*Required tasks*:
(1) Answer the following from the thread on reputation and humility, marking each answer with its letter.
(a) What line does Edward quote in support of a duty to maintain one's reputation?
(b) Which passage does Jack K name as a great case study on the topic?
(c) According to Jack K, what underlying craving does the urge to defend oneself usually reveal?
(2) For each statement, say whether it agrees with the thread on reputation and humility, and quote the words of the thread that decide it.
(a) Edward holds that there is no duty to maintain one's reputation.
(b) Jack K says that Jesus defended himself without any self-interest.
(c) Jack K identifies "ministry" as the key word.

*Text shown*:
# Reputation and Humility



## Skyler (Jan 31, 2011)

Where is the balance between humility and maintaining a good reputation?

Should we respond to slander? Or should we suffer it quietly as Christ suffered His accusers?

Does it make a difference if the slander will impact the church (say, if the person in question is in a leadership position)?


----------



## Edward (Jan 31, 2011)

There is a duty to maintain your reputation:

"A good name is to be chosen rather than great riches" 

But that doesn't mean having a race to the bottom with your slanderer (thinking of an exchange referenced in another thread a few days ago).


----------



## Jack K (Jan 31, 2011)

Let's assume it's _my_ reputation at stake, not Christ's reputation...

The urge to protect one's reputation is a strong urge that usually reveals an insecurity. It's the sort of insecurity that believers who're truly resting in God's approval of them, in Christ, ought not to have. This urge to defend oneself usually reveals an underlying craving for man's approval. We ought not to be driven by such things.

However, it's not always kind to others to allow people to simply walk over you or say/believe falsehoods about you. There are good reasons why we often ought to stick up for ourselves. It confronts others about their sin, and it protects our reputations for the sake of ministry to others. The key word here is "others." We defend our reputation when it's in the best interests of _others_ for us to do so. When it only soothes our own egos, we ought to feel no need for such defense. We get all the strokes we need from being in Christ.

This is easier said than done. It takes a strong confidence in Christ to have no interest in your own reputation for your own sake.

Yet we have seen it modeled well. Jesus defended himself sharply when it was necessary for confronting the Pharisees or establishing his authority to teach, yet managed to do it without a trace of self-interest. Paul also defended himself against his critics for the sake of his ministry to others, yet was hardly driven by a need for human approval. 2 Corinthians 10-12 is a great case study on this topic.

*The data*:
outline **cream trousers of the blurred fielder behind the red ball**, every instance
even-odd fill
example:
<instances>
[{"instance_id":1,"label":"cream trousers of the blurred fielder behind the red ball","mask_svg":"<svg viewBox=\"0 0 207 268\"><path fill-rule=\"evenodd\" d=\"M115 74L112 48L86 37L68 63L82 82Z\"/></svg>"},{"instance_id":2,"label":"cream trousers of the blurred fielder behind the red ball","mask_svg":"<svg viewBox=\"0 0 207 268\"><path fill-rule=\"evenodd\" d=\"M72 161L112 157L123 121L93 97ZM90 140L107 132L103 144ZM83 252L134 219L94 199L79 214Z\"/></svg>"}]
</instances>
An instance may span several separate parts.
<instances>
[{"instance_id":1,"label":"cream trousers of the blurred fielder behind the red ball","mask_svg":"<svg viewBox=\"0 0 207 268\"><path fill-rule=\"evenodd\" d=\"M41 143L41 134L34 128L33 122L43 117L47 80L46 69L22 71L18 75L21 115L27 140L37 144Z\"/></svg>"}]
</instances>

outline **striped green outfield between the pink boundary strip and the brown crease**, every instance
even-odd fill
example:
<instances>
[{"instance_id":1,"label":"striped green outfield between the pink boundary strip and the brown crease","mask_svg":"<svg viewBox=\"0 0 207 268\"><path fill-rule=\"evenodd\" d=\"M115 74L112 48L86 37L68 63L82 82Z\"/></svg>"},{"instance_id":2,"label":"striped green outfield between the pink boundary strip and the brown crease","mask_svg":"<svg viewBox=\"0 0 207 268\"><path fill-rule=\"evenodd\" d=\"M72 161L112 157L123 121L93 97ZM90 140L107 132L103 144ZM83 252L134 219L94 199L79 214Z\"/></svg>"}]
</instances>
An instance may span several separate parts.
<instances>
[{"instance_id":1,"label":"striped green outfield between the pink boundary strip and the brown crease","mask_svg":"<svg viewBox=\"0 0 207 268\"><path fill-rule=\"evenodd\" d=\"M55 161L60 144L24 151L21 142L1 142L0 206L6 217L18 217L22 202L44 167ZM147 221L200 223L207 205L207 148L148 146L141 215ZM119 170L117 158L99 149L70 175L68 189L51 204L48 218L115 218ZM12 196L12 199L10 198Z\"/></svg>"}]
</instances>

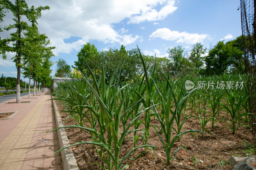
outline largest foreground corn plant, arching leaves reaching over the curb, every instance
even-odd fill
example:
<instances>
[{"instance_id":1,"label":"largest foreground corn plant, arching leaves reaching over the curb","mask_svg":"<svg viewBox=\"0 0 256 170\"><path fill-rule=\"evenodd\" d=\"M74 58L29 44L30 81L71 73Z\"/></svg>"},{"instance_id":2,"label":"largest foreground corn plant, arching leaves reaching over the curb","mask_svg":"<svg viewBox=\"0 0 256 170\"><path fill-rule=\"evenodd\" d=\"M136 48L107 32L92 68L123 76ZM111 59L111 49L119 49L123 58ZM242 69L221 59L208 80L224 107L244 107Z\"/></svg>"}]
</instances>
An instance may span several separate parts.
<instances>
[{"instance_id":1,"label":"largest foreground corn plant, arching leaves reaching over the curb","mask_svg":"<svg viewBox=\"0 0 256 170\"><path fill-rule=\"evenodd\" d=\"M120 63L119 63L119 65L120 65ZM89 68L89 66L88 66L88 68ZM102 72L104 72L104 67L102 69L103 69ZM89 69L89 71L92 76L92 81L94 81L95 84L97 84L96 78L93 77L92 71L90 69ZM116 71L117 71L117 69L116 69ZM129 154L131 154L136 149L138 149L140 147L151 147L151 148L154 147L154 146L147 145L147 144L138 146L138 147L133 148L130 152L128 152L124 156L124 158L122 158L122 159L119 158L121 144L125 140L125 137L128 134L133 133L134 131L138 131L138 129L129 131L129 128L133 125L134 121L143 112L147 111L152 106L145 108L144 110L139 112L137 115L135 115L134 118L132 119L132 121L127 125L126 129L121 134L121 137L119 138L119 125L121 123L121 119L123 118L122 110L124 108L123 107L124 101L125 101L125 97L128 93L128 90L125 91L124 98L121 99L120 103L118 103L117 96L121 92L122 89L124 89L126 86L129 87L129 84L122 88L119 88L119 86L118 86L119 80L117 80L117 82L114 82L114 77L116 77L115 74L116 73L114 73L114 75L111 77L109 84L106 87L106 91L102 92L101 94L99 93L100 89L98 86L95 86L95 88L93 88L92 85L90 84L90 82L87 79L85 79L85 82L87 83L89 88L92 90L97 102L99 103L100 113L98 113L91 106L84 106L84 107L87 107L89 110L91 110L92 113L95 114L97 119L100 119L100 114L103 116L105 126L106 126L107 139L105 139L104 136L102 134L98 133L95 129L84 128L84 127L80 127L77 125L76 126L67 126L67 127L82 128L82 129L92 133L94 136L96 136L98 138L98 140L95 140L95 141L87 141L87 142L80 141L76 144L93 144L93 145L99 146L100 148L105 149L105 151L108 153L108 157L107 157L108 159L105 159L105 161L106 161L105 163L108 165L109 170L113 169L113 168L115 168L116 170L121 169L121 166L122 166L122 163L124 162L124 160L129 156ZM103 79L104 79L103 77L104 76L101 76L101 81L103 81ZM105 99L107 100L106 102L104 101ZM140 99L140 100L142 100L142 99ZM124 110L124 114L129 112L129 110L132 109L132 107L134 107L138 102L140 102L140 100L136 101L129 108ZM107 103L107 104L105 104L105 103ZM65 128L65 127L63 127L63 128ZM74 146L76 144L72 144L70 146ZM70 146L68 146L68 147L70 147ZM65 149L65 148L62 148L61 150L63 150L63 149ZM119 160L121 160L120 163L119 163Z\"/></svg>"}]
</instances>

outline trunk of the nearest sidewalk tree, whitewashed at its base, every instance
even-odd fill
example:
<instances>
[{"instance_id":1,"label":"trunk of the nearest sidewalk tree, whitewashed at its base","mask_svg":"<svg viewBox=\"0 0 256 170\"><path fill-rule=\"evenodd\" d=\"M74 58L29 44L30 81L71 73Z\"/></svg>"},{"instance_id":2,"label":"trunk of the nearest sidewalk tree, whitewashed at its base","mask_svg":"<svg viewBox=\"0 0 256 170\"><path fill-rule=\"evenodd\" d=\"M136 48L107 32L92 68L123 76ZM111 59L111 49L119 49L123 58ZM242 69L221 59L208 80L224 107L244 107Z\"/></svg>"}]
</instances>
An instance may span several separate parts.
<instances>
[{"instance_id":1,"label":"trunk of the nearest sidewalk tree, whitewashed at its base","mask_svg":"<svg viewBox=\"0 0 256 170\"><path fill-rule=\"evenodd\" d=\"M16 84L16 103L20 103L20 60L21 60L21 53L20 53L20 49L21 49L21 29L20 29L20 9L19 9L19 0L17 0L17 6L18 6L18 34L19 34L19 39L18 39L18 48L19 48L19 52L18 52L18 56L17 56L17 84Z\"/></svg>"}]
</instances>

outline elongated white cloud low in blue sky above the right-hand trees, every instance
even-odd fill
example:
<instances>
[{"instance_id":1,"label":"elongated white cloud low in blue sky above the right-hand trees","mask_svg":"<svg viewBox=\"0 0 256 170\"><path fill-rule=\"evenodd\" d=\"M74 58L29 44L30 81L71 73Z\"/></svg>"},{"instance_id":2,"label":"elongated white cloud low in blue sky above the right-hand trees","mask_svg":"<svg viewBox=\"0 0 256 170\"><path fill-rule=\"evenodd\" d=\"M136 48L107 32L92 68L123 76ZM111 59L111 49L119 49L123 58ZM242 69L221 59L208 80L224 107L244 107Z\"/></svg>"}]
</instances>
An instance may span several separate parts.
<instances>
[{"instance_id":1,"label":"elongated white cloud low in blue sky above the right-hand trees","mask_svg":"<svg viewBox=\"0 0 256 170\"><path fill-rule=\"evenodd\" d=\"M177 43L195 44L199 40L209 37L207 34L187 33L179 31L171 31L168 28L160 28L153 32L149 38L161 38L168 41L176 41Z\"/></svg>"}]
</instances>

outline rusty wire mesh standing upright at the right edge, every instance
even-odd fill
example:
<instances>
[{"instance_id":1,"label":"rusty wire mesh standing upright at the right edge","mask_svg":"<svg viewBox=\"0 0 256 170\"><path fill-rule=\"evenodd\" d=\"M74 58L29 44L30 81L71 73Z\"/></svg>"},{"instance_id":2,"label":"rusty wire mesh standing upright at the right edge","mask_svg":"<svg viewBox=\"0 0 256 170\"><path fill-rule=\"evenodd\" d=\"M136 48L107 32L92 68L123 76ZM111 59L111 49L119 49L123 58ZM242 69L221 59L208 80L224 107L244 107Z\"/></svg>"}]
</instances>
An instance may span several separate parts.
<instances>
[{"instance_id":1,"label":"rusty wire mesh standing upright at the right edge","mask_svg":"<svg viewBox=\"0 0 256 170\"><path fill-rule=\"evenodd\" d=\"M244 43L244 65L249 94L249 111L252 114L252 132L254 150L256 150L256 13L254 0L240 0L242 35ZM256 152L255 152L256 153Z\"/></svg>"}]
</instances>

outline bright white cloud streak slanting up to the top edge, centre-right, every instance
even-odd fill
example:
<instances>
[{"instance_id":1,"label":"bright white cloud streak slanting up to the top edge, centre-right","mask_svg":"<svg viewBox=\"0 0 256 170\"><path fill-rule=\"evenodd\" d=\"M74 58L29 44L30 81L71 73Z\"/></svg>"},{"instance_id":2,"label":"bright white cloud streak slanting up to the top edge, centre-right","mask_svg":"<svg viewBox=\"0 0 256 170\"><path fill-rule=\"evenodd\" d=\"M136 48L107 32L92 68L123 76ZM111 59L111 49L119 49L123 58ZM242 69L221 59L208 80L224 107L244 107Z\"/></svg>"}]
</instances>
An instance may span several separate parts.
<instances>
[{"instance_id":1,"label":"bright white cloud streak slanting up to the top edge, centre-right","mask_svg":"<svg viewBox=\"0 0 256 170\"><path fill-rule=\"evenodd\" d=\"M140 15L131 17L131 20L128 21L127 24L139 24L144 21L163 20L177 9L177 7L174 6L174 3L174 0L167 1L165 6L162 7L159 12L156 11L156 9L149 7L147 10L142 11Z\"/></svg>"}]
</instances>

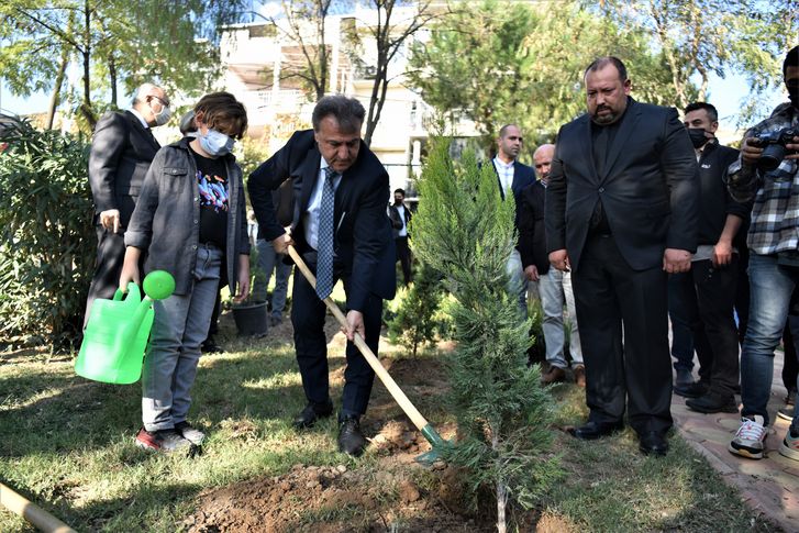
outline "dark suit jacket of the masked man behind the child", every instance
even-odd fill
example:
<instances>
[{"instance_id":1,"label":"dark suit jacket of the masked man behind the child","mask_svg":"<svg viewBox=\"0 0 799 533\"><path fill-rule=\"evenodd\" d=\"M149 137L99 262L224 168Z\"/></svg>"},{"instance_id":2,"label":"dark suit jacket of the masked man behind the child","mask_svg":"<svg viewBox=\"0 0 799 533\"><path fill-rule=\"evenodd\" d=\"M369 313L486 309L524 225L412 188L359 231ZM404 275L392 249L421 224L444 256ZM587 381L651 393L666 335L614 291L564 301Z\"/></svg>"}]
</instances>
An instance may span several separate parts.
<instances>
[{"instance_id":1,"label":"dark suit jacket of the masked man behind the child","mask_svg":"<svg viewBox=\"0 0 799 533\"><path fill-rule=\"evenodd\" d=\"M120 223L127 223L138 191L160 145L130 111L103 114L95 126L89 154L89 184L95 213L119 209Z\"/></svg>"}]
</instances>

*Results for each task*:
(1)
(a) "A good name is to be chosen rather than great riches"
(b) 2 Corinthians 10-12
(c) A craving for man's approval

(2)
(a) No: "There is a duty to maintain your reputation"
(b) Yes: "yet managed to do it without a trace of self-interest"
(c) No: "The key word here is "others.""